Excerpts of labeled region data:
□ □ □ □
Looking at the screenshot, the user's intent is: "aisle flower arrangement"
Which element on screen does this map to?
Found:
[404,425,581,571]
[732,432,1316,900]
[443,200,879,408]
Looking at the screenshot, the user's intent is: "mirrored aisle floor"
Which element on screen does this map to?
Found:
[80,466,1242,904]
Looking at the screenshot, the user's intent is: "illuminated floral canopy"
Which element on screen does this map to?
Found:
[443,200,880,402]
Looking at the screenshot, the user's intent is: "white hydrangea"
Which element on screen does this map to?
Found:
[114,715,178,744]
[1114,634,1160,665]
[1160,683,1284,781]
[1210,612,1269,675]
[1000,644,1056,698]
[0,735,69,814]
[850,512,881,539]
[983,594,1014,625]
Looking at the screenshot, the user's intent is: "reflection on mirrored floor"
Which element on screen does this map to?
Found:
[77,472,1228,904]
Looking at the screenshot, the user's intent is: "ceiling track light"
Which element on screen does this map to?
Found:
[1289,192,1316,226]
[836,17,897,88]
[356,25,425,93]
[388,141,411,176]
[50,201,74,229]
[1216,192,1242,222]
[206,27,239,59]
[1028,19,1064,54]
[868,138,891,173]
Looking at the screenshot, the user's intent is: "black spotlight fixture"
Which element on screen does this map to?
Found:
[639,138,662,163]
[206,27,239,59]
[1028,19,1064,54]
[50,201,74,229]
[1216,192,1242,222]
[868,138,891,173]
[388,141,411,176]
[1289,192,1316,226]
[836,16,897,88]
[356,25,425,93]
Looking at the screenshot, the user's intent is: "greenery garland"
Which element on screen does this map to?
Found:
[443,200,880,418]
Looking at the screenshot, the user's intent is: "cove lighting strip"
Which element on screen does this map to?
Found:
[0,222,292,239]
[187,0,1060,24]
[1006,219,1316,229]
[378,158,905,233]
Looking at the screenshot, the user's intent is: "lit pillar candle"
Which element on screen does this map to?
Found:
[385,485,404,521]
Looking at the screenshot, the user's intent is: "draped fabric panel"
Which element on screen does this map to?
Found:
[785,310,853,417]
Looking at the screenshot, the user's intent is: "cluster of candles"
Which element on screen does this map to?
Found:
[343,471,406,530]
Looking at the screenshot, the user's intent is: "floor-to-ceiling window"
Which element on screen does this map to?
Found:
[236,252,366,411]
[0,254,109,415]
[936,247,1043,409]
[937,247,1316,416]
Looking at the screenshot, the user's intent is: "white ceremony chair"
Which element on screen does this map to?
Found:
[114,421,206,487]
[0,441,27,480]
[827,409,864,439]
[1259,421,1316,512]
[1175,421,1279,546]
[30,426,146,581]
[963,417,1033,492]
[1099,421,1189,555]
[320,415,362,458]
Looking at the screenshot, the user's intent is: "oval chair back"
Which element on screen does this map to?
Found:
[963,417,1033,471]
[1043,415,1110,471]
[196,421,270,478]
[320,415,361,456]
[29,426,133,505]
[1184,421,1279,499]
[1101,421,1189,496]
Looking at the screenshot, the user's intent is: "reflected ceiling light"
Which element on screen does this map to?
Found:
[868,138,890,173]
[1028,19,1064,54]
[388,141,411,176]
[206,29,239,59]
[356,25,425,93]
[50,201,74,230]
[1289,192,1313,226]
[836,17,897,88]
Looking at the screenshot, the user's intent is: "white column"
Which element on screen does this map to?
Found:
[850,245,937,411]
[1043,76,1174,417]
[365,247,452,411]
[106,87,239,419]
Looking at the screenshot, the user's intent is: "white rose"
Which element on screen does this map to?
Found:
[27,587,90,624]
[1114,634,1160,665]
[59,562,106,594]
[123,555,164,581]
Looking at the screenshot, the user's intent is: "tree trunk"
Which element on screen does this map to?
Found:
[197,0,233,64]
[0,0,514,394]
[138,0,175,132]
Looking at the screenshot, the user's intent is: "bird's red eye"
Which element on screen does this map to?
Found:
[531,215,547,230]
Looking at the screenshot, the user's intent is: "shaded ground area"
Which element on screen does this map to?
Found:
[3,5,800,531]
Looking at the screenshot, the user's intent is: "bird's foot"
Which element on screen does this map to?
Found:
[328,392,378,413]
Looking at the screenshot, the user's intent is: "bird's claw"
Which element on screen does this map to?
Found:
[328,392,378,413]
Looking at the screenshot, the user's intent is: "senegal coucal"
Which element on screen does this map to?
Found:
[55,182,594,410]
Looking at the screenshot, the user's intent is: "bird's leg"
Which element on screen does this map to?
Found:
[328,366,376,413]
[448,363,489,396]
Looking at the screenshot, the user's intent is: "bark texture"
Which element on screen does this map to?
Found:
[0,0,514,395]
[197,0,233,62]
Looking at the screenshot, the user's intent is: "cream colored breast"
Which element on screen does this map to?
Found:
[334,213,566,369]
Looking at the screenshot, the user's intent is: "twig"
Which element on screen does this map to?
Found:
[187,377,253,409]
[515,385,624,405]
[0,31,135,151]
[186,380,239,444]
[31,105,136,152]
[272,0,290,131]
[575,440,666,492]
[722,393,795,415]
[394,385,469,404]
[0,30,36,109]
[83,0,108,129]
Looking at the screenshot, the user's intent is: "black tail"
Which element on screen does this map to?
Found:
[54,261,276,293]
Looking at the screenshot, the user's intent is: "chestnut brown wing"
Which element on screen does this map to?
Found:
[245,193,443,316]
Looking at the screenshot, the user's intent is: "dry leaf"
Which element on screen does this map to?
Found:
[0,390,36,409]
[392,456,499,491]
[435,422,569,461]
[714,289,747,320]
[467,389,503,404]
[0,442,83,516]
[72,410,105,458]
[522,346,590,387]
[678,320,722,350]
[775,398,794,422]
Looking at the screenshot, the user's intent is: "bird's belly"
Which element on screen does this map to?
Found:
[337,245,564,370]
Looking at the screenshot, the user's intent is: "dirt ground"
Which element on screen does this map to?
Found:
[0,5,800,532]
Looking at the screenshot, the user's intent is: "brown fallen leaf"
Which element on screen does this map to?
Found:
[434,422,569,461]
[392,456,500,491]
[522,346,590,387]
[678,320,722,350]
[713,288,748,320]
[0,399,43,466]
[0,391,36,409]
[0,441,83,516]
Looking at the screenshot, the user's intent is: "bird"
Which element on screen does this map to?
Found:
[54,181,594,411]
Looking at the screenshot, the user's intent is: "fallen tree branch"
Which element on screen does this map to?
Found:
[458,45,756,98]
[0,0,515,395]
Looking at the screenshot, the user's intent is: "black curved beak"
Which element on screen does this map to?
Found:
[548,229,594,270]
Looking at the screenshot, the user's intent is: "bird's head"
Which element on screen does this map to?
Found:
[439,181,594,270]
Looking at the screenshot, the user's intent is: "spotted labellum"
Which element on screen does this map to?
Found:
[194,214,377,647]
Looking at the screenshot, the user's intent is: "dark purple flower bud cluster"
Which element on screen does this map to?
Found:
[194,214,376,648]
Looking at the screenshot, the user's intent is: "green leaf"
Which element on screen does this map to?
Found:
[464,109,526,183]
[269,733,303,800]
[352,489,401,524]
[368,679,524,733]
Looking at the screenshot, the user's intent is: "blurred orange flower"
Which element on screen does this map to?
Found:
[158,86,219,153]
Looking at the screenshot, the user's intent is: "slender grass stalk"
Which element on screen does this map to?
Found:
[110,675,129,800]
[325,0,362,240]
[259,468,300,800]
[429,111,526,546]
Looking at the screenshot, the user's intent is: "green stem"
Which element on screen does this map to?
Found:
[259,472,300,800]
□ □ □ □
■ **WHAT YOU WILL DO**: Update all of the entries above, putting "user's goal" wherever "user's intent" appears and keeping everything else the same.

■ **TASK ANSWER**:
Looking at the screenshot, the user's goal is: "aisle flower arrangement"
Which element on screen does this map to?
Found:
[404,425,581,571]
[732,432,1316,900]
[443,200,879,408]
Looking at the screenshot, the user's goal is: "mirrored aisle floor"
Which element on screen does this map to?
Found:
[80,466,1242,904]
Looking at the screenshot, the user's goal is: "illuminated floral canopy"
Which element on screen does this map to?
Found:
[443,200,880,402]
Looking at the screenshot, the user's goal is: "white hydrangea"
Which element on screen does this map to?
Found:
[114,715,178,744]
[1114,634,1160,665]
[1160,683,1284,781]
[1210,612,1269,675]
[1000,644,1056,698]
[0,735,69,814]
[850,512,881,539]
[983,594,1014,625]
Looking at the screenshot, the user's goal is: "reflection on mirrored floor"
Which element on screen does this map to?
Found:
[77,472,1228,904]
Looking at the screenshot, the user's goal is: "ceiling track light"
Which element on screen does this map to?
Found:
[1289,192,1316,226]
[836,17,897,88]
[356,25,425,93]
[388,141,411,176]
[50,201,74,229]
[1216,192,1242,222]
[206,27,239,59]
[1028,19,1064,54]
[868,138,891,173]
Looking at the screenshot, the user's goal is: "black spotlight fixture"
Which element on screen does this map to?
Found:
[639,138,662,163]
[206,27,239,59]
[1028,19,1064,54]
[50,201,74,229]
[1216,192,1242,222]
[868,138,891,173]
[388,141,411,176]
[1289,192,1316,226]
[836,16,897,88]
[356,25,425,93]
Looking at the screenshot, the user's goal is: "greenery garland"
Which element on screen does this map to?
Found:
[443,200,880,418]
Looking at the screenshot, the user's goal is: "cove lighting strip"
Which element on screen does this map to?
Found:
[0,222,292,239]
[187,0,1060,24]
[1006,219,1316,229]
[378,158,905,233]
Looking at the screenshot, the user's goal is: "lit pillar candle"
Which element on screen does this map to?
Found:
[385,485,404,521]
Looking at the screenshot, the user's goal is: "draped fabric panel"
Which element on screen does this map to?
Found:
[785,310,853,417]
Looking at the screenshot, the user's goal is: "cluster of candles"
Which element on screen does this map to?
Found:
[343,471,406,530]
Looking at the screenshot, the user's goal is: "floor-to-ceiling window"
Which element on screen does this map to?
Found:
[236,252,366,411]
[0,254,109,415]
[936,247,1043,409]
[937,247,1316,416]
Looking at the screenshot, the user's goal is: "white ceremony chair"
Which element on screen does this map to?
Found:
[114,421,206,487]
[0,441,27,480]
[827,409,864,439]
[1259,421,1316,512]
[1175,421,1279,546]
[30,426,146,581]
[963,417,1033,492]
[1099,421,1189,555]
[320,415,362,458]
Looking at the screenshot, the user's goal is: "oval chair back"
Which element on screen does this map to?
Found:
[963,417,1033,471]
[1043,415,1110,471]
[196,421,270,478]
[320,415,361,456]
[29,426,133,505]
[1184,421,1279,499]
[1101,421,1189,496]
Looking at the screenshot, the user's goal is: "reflected ceiling light"
Which element on screen does this map to?
Found:
[868,138,890,173]
[1028,19,1064,54]
[388,141,411,176]
[206,29,239,59]
[356,25,425,93]
[50,201,74,230]
[1289,192,1313,226]
[836,17,897,88]
Looking at the screenshot, the user's goal is: "white column"
Which element on screen does this map to?
Found:
[850,245,937,411]
[1043,76,1174,417]
[365,247,452,411]
[106,87,239,419]
Looking at the screenshot, the user's goal is: "white rose"
Which element on screen does this map to?
Found:
[27,587,90,624]
[1114,634,1160,665]
[59,562,106,594]
[123,555,164,581]
Looking at the screenshot, the user's goal is: "tree trunk"
Which element on screen does this map to?
Found:
[197,0,233,64]
[0,0,514,394]
[138,0,175,132]
Looking at the screenshot, the user's goal is: "bird's red eye"
Which element on screen does this map to?
Found:
[531,215,547,230]
Looking at the screenshot, the user's goal is: "shaded ground area"
Which element on screen does this map to?
Found:
[3,5,800,531]
Looking at the screenshot, the user's goal is: "bird's foot"
Which element on screen does this map to?
Found:
[328,392,378,413]
Looking at the screenshot, the user's goal is: "bird's claw"
Which element on screen does this map to?
Found:
[328,392,378,413]
Looking at the screenshot, the user's goal is: "senegal coucal"
Which element on screen does this map to?
Found:
[55,182,594,410]
Looking at the screenshot, the user's goal is: "bird's leg"
Which element on screen does this map to?
Found:
[328,366,376,413]
[448,363,489,396]
Looking at the screenshot, the user's goal is: "bark texture"
Which element on screen does this map to?
Found:
[0,0,514,395]
[197,0,233,62]
Looking at the screenshot, the user's goal is: "cream colored breast"
Which element on screen does this map to?
Found:
[334,213,566,369]
Looking at the screenshot, the user's goal is: "twig"
Which element on screen does this map to?
Found:
[187,377,253,409]
[515,385,624,405]
[0,31,135,151]
[186,380,239,444]
[31,105,136,152]
[272,0,290,131]
[575,440,666,492]
[722,393,795,415]
[394,385,469,404]
[0,30,36,109]
[83,0,108,129]
Looking at the screenshot, the user's goal is: "black tail"
Which element on screen does this map to?
Found:
[54,261,276,293]
Looking at the screenshot, the user's goal is: "chestnut brown wing"
Which element on screen does this map to?
Found:
[245,193,443,316]
Looking at the screenshot, the user's goal is: "dry leaf"
Which element on screen does this map to?
Found:
[0,390,36,409]
[392,456,499,491]
[435,422,569,461]
[714,289,747,320]
[467,389,503,404]
[0,442,83,516]
[72,410,105,458]
[522,346,590,387]
[678,320,722,350]
[775,398,794,422]
Looking at the screenshot, the user's goal is: "bird's belly"
Which element on screen does this map to?
Found:
[337,245,564,370]
Looking at the screenshot, the user's goal is: "dirt ground"
Which element on screen does this map to?
Found:
[0,5,800,532]
Looking at the screenshot, the user's goal is: "brown fallen leaf"
Which element on screen does this map to?
Found:
[434,422,569,461]
[392,456,500,491]
[522,346,590,387]
[678,320,722,350]
[713,288,748,320]
[0,399,43,466]
[0,391,36,409]
[0,441,83,516]
Looking at the screenshot, the user's goal is: "bird"
Which element on screen does this map to?
Found:
[54,181,594,411]
Looking at the screenshot, the user's goal is: "fallen tree branch"
Which element on screen does this map to?
Found:
[458,45,756,98]
[0,0,515,395]
Looking at the screenshot, the user's goal is: "black curved beak"
Which element on screen does this map to?
Found:
[548,229,594,270]
Looking at the screenshot, the user's goal is: "bird's head"
Which element on screen does this map to?
Found:
[439,181,594,270]
Looking at the screenshot, the user's goal is: "spotted labellum"
Which element on screen does this map to?
Found:
[194,214,377,647]
Looking at the screenshot, the user's goal is: "dark purple flower bud cluster"
Which element on screen does this map to?
Found:
[194,214,376,648]
Looking at the screenshot, the user's goal is: "green leaf"
Which element on screen does this map to?
Found:
[464,109,526,183]
[269,733,303,800]
[352,489,401,524]
[368,679,524,733]
Looking at the screenshot, the user's goal is: "blurred orange flower"
Which element on screen does this map to?
Found:
[158,86,219,153]
Looking at the screenshot, the user's goal is: "slender grass stalk"
Which element on screen does this map to?
Found:
[110,675,129,800]
[325,0,362,240]
[259,468,300,800]
[429,111,526,546]
Looking at the screenshot, the user's goal is: "green stem"
Which element on screen does this map to?
Found:
[259,472,300,800]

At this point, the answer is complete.